Williams Lake city council is launching a 30-day online survey seeking public feedback on the cannabis cultivation facility Williams Lake Indian Band plans to build at 1125 Mackenzie Ave. South on First Nations land where its cannabis shop opened March 2019. (Monica Lamb-Yorski photo - Williams Lake Tribune)

Williams Lake city council is launching a 30-day online survey seeking public feedback on the cannabis cultivation facility Williams Lake Indian Band plans to build at 1125 Mackenzie Ave. South on First Nations land where its cannabis shop opened March 2019. (Monica Lamb-Yorski photo - Williams Lake Tribune)

City to launch public survey about Williams Lake Indian Band cannabis cultivation facility

The 30-day online survey will be made available on June 22

Williams Lake city council is launching an online survey to gain feedback about the Williams Lake Indian Band cannabis farm to gate facility planned for construction on First Nations land within city limits.

The survey, which will be made available on Monday, June 22 for 30 days, was approved by city council at its regular meeting Tuesday, June 16.

Mayor Walt Cobb said during the meeting council has no information on how much the facility will cost the City in terms of infrastructure, such as road maintenance, sidewalks, curbs if needed, storm drainage and what the City will end up being responsible for.

“These are answers that are going to affect our community,” Cobb said. “It’s a neat project, a great idea, but we need answers.”

Cobb also listed concerns about access and egress, fire protection, site grading, runoff, water usage, gas and hydro lines and sanitary sewer drainage.

Repeatedly Cobb and other members of council have insisted there be a public engagement process about the cannabis facility because that is how all proposed developments are dealt with in the City.

Read more: Williams Lake Indian Band eyes B.C.’s first farm to gate cannabis operation

The Williams Lake Indian Band, however, has responded consistently that municipal laws don’t apply on First Nations lands.

WLIB Chief Willie Sellars also reminded council that the City made a 60-year agreement with the band in 1994 that it would supply water and sewer services to the First Nations land in exchange for a sewer right of way.

During the council meeting, Coun. Scott Nelson said under the Canadian Charter section 83, the City has the right to go out and consult with the community.

TASK A
According to the article on the Williams Lake cannabis facility survey, on what date will the online survey become available?
TASK B
List the concerns that Mayor Walt Cobb named in the sentence of the Williams Lake cannabis facility article that begins "Cobb also listed concerns."
TASK C
From the Williams Lake cannabis facility article, extract the passage between "Read more: Williams" and "First Nations lands.", inclusive.
The records come from a separate source and are not related to the article.

Dataset excerpts

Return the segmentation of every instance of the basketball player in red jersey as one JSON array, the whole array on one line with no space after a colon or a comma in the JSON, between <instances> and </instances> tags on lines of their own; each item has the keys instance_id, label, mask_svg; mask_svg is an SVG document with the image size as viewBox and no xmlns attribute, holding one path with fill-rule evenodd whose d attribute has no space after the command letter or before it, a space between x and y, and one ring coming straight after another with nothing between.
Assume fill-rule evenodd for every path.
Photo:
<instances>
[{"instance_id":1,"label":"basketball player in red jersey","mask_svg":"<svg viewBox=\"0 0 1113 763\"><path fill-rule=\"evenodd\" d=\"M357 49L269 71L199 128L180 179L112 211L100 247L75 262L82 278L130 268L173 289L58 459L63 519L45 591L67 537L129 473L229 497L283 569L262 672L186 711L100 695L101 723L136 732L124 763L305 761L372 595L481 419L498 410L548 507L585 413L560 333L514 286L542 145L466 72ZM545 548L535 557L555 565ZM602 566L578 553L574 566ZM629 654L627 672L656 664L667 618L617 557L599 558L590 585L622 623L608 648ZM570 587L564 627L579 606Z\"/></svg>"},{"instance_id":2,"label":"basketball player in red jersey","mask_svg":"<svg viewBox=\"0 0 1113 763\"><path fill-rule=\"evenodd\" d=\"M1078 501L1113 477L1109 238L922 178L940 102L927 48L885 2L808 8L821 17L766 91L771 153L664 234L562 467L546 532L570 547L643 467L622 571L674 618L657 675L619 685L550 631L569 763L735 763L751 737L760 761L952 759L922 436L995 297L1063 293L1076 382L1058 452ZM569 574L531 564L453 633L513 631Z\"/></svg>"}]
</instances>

--

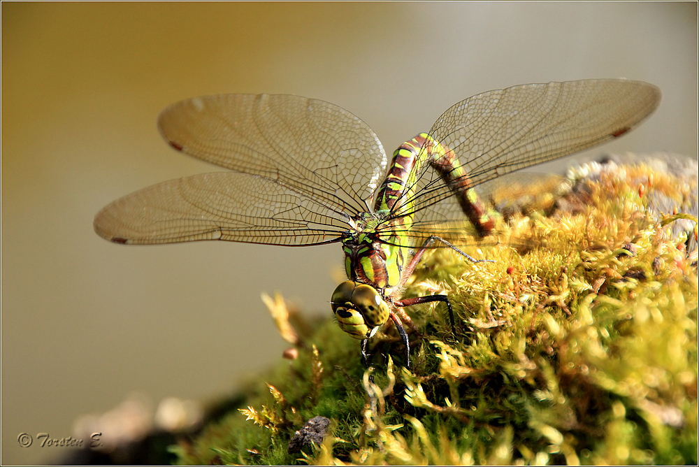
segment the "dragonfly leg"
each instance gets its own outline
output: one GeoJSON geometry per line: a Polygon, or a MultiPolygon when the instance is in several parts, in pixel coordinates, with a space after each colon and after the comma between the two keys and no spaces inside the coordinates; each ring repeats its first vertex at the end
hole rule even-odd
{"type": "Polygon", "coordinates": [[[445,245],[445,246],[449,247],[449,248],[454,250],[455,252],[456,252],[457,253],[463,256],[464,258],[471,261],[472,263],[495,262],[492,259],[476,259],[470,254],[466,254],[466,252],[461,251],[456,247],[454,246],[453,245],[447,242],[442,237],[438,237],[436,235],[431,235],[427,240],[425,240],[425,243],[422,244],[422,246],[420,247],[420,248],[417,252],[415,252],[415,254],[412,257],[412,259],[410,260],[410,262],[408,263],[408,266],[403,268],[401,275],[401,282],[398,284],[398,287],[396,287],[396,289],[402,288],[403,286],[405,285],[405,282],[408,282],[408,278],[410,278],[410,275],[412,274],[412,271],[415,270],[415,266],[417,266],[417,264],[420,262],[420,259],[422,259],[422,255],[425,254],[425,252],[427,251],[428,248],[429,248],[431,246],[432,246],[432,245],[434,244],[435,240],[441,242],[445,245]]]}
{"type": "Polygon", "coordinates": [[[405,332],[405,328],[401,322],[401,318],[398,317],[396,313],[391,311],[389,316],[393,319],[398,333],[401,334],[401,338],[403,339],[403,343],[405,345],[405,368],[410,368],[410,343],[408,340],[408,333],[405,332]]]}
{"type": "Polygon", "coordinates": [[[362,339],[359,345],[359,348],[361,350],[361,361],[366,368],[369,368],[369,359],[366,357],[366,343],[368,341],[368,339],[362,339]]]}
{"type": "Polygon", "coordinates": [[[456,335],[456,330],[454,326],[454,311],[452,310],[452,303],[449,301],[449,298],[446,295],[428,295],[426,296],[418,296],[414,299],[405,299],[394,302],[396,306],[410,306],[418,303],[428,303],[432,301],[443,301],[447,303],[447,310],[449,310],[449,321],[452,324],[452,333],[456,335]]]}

OUTPUT A
Monday, June 22.

OUTPUT B
- Access and egress
- Fire protection
- Site grading
- Runoff
- Water usage
- Gas and hydro lines
- Sanitary sewer drainage

OUTPUT C
Read more: Williams Lake Indian Band eyes B.C.’s first farm to gate cannabis operation

The Williams Lake Indian Band, however, has responded consistently that municipal laws don’t apply on First Nations lands.